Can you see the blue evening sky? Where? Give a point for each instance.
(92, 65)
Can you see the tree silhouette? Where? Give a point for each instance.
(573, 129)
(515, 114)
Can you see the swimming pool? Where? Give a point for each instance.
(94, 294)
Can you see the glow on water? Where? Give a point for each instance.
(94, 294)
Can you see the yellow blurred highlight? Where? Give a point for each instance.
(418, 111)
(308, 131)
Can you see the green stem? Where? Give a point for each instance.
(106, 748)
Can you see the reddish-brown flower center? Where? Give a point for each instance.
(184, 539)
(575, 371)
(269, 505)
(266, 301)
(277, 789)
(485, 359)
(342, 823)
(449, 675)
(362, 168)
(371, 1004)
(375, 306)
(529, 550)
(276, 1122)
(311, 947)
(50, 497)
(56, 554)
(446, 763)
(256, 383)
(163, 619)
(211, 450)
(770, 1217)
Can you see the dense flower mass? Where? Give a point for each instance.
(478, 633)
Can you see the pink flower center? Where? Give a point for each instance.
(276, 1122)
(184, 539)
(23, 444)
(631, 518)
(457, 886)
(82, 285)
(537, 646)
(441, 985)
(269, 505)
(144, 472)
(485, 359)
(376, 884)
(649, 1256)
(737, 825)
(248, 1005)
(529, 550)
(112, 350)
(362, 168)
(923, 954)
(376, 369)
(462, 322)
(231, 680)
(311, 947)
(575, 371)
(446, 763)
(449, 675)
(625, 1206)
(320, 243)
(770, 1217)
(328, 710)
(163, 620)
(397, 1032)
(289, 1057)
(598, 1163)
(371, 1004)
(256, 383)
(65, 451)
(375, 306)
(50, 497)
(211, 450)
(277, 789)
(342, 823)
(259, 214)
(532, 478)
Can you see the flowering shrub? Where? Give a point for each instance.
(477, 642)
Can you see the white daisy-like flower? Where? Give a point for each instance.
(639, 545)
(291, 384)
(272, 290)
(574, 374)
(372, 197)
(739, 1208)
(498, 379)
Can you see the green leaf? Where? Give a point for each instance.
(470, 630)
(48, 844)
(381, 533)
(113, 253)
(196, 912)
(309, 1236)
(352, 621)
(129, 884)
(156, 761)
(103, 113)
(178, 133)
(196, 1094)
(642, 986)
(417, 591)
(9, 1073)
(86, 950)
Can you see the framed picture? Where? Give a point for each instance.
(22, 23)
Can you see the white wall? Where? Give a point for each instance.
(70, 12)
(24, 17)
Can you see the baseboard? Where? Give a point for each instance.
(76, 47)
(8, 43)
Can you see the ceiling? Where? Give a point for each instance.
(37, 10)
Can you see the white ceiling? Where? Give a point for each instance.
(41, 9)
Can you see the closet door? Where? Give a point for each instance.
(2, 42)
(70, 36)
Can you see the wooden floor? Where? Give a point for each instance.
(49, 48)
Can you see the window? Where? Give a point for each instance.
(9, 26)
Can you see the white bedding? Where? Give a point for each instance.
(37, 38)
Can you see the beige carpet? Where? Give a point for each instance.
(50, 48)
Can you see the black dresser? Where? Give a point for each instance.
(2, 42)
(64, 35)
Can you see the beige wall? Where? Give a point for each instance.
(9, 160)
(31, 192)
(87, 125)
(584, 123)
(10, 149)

######

Activity |
Restate exactly the lines running from the line with "Can you see the framed" to the end of the entries above, both ends included.

Solution to the exercise |
Can you see the framed picture? Where? Give a point for each instance.
(22, 23)
Can you see the white wall? Where? Give a point for each instance.
(70, 12)
(24, 17)
Can you see the baseboard? Where? Give a point for each instance.
(76, 47)
(8, 43)
Can you see the ceiling? Where? Give a point for each instance.
(37, 10)
Can you see the white ceiling? Where? Give a point for each instance.
(41, 9)
Can you see the closet door? Where? Give a point for each instance.
(2, 42)
(70, 36)
Can you see the wooden floor? Where? Give a point for each instance.
(49, 48)
Can you see the window? Where? Give a point for each instance.
(9, 26)
Can you see the white bedding? Where? Give a point for each instance.
(37, 38)
Can you see the beige carpet? Where? Give a point for each instance.
(50, 48)
Can you see the black dresser? Where? Give a point for each instance.
(2, 42)
(64, 35)
Can you see the beige wall? Where? Give a point for each instance.
(9, 160)
(31, 192)
(87, 125)
(584, 123)
(10, 149)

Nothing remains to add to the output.